• _YOUR ASSIGNMENT_: Copy out word for word every line from the start of the entries up to and including the line that contains "121L2 109L1 131L8".
=== EXTRACTED ENTRIES ===
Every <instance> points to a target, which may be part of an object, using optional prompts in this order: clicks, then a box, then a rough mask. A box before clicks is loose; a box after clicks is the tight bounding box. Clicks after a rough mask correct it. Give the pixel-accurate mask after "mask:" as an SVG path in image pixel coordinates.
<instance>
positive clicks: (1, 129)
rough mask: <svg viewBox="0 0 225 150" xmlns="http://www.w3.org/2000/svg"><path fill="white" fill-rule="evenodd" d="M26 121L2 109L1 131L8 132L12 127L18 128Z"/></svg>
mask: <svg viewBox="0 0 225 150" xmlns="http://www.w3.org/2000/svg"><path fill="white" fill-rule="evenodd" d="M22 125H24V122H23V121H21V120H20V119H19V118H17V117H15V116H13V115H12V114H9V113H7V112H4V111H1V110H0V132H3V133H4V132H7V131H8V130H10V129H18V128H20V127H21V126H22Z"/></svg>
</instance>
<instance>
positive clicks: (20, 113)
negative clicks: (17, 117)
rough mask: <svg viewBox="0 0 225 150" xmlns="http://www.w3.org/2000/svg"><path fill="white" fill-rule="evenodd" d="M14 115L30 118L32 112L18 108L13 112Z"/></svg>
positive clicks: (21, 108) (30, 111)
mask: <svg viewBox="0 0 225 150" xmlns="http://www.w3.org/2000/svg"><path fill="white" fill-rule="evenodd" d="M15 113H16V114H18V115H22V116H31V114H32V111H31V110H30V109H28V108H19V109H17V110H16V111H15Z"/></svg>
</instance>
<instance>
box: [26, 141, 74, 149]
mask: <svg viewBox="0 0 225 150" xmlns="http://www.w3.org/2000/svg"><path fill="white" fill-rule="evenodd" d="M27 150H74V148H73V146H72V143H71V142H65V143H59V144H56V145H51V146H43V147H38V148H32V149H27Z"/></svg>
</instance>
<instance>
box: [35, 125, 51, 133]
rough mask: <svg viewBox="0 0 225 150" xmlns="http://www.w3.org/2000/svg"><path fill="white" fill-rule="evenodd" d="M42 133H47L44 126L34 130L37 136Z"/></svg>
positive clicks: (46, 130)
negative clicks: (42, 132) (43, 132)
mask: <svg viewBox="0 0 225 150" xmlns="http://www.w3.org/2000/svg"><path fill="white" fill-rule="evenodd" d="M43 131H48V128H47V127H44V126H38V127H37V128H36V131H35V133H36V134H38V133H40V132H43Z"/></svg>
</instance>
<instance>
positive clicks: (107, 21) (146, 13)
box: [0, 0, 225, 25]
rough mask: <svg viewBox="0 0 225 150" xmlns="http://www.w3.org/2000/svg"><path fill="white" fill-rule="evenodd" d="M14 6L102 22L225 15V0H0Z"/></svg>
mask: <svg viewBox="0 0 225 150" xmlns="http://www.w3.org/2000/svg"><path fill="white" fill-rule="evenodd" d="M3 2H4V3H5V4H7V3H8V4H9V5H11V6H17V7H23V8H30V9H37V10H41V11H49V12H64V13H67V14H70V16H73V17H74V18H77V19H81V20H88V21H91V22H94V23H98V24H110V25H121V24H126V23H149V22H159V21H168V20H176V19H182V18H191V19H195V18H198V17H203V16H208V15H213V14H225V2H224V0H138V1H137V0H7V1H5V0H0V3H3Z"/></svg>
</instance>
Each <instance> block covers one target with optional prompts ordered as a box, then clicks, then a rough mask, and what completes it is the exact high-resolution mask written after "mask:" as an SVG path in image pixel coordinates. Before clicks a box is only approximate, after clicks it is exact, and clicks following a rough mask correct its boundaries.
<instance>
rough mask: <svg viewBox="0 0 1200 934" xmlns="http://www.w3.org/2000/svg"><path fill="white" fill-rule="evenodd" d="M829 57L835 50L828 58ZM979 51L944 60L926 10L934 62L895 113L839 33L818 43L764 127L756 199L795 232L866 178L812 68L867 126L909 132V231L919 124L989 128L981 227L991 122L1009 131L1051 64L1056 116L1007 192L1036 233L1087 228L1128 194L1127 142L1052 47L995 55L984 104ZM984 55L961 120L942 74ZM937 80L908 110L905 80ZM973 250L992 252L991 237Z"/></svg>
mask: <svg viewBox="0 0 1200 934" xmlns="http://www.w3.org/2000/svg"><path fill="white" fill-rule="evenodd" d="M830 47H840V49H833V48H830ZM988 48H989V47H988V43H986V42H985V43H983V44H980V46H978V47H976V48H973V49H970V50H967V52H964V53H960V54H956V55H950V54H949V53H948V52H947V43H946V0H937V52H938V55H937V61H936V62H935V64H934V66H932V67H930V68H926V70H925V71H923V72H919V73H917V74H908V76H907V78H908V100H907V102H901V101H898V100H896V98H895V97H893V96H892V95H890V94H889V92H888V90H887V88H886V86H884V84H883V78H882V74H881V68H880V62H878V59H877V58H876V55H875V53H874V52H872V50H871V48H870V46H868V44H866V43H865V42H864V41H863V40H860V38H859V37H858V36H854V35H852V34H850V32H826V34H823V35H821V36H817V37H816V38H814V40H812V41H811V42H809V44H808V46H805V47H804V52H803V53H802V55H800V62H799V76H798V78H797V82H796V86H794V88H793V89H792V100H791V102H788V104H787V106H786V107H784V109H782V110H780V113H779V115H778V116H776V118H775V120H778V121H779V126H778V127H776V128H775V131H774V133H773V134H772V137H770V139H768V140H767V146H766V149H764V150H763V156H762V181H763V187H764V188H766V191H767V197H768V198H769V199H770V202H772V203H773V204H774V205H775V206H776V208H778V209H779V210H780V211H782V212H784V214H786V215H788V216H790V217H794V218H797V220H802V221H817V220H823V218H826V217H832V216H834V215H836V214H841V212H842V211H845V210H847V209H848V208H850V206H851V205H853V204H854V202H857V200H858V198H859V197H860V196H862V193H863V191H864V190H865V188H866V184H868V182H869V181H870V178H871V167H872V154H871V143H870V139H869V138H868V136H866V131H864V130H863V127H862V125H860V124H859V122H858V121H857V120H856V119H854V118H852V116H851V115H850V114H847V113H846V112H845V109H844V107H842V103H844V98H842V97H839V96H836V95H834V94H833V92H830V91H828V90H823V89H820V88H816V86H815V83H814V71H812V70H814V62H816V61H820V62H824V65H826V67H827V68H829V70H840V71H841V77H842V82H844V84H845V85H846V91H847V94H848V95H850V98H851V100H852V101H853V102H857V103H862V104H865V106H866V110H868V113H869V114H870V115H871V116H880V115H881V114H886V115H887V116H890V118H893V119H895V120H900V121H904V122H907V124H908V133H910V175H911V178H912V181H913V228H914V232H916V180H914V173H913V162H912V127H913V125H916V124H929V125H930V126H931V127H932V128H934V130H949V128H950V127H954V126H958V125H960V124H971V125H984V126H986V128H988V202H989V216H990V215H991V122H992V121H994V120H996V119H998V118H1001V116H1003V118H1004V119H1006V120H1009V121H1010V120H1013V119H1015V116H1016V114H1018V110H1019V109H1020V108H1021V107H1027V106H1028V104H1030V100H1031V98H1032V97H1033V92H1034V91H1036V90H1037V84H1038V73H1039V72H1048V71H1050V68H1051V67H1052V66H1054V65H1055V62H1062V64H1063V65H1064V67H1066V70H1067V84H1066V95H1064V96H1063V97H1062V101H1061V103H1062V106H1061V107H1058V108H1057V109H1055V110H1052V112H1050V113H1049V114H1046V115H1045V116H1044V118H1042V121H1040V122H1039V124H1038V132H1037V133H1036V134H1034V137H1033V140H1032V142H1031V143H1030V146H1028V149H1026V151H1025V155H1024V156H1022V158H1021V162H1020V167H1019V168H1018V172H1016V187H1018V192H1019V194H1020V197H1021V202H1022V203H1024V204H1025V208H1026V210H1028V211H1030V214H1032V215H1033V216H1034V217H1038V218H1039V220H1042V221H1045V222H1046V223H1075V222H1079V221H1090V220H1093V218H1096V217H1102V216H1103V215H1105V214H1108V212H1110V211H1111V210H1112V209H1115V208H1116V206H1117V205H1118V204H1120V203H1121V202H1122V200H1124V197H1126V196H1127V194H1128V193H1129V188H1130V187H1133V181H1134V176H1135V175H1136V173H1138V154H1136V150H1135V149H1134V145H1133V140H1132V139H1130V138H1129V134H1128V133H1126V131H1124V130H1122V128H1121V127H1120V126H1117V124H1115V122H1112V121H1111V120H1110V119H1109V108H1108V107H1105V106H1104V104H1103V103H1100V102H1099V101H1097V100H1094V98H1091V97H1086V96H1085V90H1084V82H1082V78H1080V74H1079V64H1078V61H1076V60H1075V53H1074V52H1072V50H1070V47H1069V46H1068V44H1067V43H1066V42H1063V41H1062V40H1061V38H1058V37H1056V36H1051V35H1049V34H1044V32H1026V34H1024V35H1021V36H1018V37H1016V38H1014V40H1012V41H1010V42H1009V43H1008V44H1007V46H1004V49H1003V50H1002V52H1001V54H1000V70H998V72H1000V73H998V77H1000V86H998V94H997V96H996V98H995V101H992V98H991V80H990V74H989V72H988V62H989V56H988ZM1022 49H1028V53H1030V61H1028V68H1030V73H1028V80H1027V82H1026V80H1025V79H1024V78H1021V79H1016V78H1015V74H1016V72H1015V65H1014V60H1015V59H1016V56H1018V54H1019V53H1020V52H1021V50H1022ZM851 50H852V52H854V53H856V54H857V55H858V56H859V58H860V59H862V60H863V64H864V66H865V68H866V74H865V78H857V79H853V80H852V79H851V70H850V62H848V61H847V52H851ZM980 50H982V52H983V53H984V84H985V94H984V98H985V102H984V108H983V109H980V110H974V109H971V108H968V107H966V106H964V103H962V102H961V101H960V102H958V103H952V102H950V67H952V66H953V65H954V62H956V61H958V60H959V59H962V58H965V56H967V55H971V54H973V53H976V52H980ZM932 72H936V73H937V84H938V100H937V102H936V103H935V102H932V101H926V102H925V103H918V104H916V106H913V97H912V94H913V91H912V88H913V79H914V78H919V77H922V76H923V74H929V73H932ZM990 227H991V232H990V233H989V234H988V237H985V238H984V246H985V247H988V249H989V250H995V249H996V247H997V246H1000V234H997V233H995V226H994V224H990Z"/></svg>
===
• _EXERCISE RESULT_:
Every <instance> points to a target, which may be part of an object, using optional prompts in this order: clicks, then a box, then a rough mask. A box before clicks is loose; a box after clicks is the tight bounding box. Clicks after a rough mask correct it. Give the pixel-accurate mask after "mask:" as an SVG path in image pixel coordinates.
<instance>
positive clicks: (1, 129)
rough mask: <svg viewBox="0 0 225 150" xmlns="http://www.w3.org/2000/svg"><path fill="white" fill-rule="evenodd" d="M26 121L2 109L1 131L8 132L12 127L18 128Z"/></svg>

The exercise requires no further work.